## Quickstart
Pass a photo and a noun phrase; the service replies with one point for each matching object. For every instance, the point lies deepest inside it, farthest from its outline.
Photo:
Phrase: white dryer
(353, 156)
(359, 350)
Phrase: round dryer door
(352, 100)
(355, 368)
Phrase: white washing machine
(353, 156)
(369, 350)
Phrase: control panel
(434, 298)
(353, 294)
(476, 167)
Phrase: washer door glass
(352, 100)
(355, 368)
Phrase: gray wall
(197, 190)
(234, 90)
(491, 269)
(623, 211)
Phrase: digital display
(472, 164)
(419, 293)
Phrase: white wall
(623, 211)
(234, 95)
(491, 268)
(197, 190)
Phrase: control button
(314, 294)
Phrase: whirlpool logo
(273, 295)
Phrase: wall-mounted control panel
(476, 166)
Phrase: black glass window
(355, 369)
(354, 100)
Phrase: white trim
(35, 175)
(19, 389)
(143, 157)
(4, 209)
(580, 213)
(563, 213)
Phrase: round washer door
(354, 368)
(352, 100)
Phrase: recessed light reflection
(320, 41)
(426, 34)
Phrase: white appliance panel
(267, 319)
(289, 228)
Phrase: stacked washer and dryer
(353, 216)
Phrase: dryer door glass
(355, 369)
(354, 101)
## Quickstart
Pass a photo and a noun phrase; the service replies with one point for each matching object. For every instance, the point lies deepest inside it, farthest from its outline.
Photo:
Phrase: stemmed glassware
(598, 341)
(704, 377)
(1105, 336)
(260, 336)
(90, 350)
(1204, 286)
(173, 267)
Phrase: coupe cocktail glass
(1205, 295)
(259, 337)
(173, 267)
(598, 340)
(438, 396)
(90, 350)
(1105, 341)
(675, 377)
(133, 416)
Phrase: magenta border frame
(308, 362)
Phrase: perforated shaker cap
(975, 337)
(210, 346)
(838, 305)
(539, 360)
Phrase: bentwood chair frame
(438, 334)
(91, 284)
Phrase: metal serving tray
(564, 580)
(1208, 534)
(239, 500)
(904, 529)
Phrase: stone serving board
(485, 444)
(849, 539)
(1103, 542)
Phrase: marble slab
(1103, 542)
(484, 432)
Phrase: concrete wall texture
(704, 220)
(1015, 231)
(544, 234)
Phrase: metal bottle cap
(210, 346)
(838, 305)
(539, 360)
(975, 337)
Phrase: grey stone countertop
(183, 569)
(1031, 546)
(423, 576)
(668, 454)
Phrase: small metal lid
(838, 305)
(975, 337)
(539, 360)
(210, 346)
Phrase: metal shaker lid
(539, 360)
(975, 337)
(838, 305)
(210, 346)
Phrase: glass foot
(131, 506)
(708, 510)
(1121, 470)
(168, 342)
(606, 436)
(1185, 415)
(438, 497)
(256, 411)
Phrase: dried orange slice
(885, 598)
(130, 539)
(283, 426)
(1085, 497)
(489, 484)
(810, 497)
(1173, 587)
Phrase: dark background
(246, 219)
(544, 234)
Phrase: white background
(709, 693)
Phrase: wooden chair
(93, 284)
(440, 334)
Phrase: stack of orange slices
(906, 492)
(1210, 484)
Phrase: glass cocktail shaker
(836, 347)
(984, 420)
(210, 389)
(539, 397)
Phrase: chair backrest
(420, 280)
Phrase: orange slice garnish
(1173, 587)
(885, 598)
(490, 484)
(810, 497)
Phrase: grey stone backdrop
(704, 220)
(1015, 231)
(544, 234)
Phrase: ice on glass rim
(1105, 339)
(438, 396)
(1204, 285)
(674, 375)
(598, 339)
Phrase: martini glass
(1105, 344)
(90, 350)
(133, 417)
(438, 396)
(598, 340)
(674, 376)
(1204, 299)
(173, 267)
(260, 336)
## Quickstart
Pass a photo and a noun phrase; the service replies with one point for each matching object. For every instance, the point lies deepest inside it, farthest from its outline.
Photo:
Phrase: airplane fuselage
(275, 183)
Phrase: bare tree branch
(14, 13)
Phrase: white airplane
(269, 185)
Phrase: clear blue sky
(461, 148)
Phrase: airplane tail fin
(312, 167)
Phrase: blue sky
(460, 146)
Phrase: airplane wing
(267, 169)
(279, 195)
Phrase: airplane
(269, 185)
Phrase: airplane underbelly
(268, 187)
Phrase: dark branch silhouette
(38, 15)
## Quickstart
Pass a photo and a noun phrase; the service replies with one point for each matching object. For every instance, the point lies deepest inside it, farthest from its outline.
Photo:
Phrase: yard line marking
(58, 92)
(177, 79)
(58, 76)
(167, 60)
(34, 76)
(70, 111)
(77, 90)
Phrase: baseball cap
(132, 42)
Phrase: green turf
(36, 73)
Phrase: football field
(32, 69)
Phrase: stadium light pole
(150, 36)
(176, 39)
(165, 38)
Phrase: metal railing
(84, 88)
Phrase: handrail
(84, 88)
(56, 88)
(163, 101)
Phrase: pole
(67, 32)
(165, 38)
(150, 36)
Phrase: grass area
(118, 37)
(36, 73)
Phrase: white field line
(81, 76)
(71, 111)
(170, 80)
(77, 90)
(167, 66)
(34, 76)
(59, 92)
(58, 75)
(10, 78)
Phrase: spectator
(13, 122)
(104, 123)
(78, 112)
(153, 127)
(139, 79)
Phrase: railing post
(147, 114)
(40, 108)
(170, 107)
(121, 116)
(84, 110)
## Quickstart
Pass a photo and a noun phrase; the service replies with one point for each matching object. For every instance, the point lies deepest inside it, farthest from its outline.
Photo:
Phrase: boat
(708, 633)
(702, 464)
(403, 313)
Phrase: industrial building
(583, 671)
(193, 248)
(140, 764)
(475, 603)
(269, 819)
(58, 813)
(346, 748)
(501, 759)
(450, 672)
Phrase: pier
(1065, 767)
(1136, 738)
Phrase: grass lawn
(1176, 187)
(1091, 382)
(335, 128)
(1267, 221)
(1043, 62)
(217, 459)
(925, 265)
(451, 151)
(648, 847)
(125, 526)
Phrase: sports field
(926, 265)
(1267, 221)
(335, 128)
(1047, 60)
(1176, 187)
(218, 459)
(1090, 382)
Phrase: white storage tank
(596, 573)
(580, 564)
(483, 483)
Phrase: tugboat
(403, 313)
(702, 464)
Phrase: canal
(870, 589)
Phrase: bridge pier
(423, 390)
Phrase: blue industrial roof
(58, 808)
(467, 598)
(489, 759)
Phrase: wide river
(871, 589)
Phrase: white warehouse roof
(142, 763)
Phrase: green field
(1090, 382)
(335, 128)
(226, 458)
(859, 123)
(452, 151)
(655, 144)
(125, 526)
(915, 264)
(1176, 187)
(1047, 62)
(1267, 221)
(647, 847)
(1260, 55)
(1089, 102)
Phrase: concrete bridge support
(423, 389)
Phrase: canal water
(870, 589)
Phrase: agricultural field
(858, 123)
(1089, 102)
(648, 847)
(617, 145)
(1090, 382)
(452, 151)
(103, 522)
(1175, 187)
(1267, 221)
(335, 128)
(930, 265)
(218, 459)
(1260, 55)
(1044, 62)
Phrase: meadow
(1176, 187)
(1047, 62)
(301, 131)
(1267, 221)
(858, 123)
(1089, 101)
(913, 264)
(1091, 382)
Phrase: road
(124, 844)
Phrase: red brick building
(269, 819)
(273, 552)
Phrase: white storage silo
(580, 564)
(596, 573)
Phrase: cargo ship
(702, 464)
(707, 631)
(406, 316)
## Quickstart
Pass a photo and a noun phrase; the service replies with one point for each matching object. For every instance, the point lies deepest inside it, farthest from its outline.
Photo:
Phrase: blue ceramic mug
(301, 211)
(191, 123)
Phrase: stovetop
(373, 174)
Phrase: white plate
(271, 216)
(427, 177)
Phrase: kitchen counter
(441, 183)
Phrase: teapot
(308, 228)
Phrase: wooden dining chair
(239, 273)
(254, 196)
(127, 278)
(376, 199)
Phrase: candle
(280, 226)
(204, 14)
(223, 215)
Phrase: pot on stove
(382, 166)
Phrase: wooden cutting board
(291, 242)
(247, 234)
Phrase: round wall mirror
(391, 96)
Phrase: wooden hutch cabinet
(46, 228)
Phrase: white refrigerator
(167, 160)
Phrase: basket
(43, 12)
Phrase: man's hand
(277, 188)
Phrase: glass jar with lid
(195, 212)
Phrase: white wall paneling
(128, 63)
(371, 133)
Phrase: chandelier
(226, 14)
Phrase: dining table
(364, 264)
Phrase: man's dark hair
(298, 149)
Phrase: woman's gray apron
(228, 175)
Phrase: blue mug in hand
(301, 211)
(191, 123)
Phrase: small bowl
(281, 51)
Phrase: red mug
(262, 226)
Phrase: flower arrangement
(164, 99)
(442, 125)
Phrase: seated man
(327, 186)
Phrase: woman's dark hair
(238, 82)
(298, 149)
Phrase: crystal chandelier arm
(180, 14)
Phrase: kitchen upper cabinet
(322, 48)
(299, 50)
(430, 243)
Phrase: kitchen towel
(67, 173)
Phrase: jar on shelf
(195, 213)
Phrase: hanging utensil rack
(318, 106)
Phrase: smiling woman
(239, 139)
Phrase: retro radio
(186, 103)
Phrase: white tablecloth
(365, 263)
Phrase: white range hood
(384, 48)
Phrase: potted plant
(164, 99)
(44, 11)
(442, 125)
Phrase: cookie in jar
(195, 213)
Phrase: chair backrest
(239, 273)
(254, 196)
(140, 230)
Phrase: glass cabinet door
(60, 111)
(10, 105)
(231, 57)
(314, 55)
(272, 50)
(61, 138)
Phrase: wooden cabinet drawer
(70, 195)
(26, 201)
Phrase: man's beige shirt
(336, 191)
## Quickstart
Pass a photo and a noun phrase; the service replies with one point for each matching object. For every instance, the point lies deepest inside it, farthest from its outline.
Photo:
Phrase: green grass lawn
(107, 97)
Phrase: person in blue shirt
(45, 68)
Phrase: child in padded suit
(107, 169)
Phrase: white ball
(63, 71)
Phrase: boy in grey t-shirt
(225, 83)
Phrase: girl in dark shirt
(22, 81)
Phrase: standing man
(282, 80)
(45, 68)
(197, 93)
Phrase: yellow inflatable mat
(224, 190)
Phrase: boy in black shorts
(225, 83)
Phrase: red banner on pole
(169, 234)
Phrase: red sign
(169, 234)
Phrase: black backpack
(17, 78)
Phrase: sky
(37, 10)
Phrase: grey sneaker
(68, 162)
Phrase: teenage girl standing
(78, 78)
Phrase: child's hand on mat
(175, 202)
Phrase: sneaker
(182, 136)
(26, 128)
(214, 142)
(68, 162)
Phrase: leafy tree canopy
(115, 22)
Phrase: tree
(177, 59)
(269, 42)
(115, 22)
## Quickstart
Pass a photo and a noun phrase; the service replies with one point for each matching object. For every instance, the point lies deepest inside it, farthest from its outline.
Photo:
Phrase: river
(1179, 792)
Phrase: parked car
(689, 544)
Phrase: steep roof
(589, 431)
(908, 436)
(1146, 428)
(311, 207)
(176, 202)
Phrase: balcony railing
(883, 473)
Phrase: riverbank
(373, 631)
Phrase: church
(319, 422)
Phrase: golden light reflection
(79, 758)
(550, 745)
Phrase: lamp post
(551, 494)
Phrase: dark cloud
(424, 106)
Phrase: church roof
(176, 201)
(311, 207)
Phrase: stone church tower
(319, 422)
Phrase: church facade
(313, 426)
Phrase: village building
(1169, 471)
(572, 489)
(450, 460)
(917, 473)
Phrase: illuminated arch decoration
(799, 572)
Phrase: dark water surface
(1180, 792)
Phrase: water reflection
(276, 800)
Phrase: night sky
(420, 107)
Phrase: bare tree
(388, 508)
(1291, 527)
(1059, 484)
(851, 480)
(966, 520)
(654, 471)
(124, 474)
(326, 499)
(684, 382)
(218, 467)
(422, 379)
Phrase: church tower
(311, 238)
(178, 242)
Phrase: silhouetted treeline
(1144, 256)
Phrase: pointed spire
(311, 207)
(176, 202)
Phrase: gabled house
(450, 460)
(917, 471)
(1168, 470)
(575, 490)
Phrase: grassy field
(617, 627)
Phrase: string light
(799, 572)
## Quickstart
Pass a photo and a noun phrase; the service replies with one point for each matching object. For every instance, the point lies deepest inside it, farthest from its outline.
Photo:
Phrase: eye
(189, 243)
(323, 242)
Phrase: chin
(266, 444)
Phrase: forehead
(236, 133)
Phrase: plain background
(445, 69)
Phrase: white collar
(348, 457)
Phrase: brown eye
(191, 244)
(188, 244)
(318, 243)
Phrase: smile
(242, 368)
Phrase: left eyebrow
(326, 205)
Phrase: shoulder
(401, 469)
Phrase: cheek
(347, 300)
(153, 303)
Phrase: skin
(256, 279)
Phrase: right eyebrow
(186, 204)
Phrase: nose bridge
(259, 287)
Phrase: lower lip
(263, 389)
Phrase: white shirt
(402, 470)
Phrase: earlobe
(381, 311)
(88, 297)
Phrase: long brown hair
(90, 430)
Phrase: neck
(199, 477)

* * * * *

• Objectif:
Extrayez sans la moindre modification tout ce qui va de la ligne contenant « Phrase: leafy tree canopy » jusqu'à la dernière des lignes ci-dessus, bornes comprises.

• Réponse complète:
Phrase: leafy tree canopy
(115, 22)
Phrase: tree
(177, 59)
(269, 42)
(115, 22)
## Quickstart
Pass a photo and a noun phrase; the service replies with one point for each matching object. For every instance, the point lies deepest inside it, farthest from its outline.
Photo:
Phrase: river
(1179, 792)
Phrase: parked car
(689, 544)
Phrase: steep roof
(589, 431)
(908, 436)
(1146, 428)
(311, 207)
(176, 202)
Phrase: balcony railing
(883, 473)
Phrase: riverbank
(373, 631)
Phrase: church
(319, 422)
Phrase: golden light reflection
(79, 758)
(550, 745)
Phrase: lamp post
(551, 494)
Phrase: dark cloud
(424, 106)
Phrase: church roof
(176, 201)
(311, 207)
Phrase: stone church tower
(319, 422)
Phrase: church facade
(313, 426)
Phrase: village building
(1169, 471)
(572, 489)
(450, 460)
(917, 473)
Phrase: illuminated arch decoration
(799, 572)
Phrase: dark water surface
(1180, 792)
Phrase: water reflection
(276, 800)
Phrase: night sky
(420, 107)
Phrase: bare tree
(388, 508)
(1291, 527)
(1059, 484)
(851, 480)
(966, 520)
(654, 471)
(124, 474)
(326, 499)
(684, 382)
(218, 467)
(422, 379)
Phrase: church tower
(311, 238)
(178, 242)
Phrase: silhouetted treeline
(1144, 256)
Phrase: pointed spire
(311, 207)
(176, 202)
Phrase: gabled house
(450, 460)
(917, 471)
(1168, 470)
(575, 490)
Phrase: grassy field
(617, 627)
Phrase: string light
(799, 572)
## Quickstart
Pass a photo and a noun phrase; the service replies with one point for each matching object. For every instance, the point lies deepest inside it, farthest from its outline.
Photo:
Phrase: eye
(189, 243)
(323, 242)
Phrase: chin
(266, 444)
Phrase: forehead
(236, 133)
Phrase: plain background
(445, 69)
Phrase: white collar
(348, 457)
Phrase: brown eye
(191, 244)
(188, 244)
(318, 243)
Phrase: smile
(242, 368)
Phrase: left eyebrow
(326, 205)
Phrase: shoulder
(401, 469)
Phrase: cheek
(347, 300)
(153, 303)
Phrase: skin
(256, 279)
Phrase: right eyebrow
(186, 204)
Phrase: nose bridge
(259, 287)
Phrase: lower lip
(263, 389)
Phrase: white shirt
(402, 470)
Phrase: earlobe
(381, 311)
(88, 297)
Phrase: long brown hair
(90, 430)
Phrase: neck
(199, 477)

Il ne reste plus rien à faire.